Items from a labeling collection
^^^^^^^^

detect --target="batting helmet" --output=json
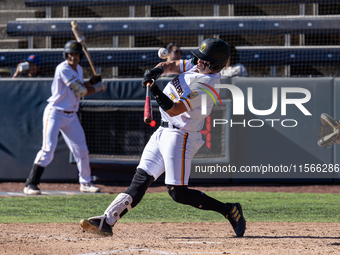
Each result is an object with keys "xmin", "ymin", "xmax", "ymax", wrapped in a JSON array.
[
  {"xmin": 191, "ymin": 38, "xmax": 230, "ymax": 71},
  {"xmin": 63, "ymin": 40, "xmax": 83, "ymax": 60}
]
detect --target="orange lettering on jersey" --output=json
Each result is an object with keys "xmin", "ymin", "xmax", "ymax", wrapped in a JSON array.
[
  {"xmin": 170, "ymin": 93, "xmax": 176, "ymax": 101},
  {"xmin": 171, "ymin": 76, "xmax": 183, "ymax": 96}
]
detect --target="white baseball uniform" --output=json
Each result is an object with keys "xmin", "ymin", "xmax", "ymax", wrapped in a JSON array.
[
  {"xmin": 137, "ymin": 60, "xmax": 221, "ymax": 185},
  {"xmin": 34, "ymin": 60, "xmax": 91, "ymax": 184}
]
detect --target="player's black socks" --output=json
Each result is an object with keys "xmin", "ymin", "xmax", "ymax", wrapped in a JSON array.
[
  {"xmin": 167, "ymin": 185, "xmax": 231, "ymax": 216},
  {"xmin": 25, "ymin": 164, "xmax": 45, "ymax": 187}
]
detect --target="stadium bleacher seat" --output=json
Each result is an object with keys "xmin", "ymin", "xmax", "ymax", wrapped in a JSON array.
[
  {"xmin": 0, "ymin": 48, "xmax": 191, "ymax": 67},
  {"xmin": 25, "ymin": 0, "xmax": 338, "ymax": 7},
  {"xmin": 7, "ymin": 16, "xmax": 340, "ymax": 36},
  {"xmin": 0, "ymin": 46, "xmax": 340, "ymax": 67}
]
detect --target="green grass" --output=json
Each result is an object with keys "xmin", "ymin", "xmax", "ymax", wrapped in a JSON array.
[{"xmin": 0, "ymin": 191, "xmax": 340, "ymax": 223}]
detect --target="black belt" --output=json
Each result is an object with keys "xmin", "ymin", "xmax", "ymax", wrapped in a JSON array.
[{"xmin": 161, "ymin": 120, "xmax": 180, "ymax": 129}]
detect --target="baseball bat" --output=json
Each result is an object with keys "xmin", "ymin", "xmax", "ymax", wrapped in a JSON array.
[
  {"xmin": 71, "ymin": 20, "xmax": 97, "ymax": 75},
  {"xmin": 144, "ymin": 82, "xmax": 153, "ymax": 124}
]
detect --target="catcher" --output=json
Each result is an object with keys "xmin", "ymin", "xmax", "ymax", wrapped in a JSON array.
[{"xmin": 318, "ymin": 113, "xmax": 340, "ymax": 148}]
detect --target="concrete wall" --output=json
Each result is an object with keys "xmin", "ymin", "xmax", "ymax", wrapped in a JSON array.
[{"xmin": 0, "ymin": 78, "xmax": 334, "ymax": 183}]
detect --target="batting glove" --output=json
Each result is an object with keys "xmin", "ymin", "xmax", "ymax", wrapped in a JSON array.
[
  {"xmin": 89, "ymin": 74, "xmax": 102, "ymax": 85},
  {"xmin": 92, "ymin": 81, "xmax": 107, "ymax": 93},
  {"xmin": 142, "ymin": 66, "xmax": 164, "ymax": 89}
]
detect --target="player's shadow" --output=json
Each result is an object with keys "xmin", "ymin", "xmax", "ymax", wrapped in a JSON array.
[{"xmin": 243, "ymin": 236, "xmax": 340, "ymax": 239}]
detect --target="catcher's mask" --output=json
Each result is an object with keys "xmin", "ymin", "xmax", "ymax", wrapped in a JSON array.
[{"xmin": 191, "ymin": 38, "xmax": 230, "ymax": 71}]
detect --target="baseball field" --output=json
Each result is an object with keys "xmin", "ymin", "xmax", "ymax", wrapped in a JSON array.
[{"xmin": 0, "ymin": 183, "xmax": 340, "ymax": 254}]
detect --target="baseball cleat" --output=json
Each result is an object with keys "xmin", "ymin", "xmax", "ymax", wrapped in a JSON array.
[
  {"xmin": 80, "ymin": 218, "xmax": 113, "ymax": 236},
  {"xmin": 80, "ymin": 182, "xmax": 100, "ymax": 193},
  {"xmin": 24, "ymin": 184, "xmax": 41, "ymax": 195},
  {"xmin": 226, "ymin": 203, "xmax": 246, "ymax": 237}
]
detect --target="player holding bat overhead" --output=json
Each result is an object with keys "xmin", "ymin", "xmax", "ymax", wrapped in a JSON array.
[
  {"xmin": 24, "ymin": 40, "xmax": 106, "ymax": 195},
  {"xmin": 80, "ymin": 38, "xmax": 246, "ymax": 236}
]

^^^^^^^^

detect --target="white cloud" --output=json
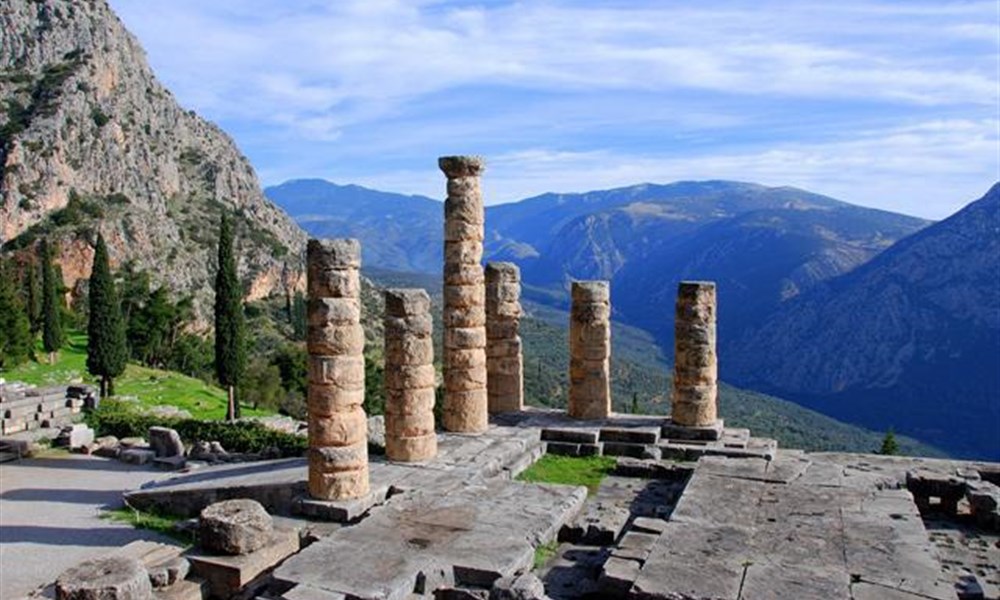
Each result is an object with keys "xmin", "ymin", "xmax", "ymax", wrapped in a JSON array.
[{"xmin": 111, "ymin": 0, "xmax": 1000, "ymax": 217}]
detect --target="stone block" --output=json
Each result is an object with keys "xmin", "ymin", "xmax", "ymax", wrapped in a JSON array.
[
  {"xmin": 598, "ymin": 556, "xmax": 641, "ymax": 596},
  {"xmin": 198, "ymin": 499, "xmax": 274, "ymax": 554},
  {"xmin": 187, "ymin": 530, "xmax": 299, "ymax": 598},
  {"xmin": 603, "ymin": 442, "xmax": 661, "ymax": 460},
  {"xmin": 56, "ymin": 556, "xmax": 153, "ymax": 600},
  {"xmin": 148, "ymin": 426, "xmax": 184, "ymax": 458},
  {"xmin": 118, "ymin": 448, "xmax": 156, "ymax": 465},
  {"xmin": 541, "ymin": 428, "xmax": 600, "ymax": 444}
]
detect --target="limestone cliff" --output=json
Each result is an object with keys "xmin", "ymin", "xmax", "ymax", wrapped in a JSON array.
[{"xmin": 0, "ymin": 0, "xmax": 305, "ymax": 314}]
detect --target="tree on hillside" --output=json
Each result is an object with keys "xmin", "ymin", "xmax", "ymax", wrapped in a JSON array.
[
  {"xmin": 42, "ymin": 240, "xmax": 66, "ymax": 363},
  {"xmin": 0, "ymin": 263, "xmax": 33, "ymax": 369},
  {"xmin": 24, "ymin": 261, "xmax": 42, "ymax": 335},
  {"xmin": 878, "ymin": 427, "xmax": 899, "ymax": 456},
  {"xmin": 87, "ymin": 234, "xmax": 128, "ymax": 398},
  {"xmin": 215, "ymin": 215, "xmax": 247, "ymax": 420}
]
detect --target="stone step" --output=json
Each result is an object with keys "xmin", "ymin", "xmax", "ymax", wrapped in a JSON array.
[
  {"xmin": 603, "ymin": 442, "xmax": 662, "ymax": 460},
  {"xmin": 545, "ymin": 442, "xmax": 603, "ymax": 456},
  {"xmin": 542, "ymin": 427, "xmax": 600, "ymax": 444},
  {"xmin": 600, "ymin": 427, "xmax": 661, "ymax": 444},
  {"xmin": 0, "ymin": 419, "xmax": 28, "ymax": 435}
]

^^^^^^^^

Count the lines in the material above that contain the string "baseball", with case counting, and give only the number.

4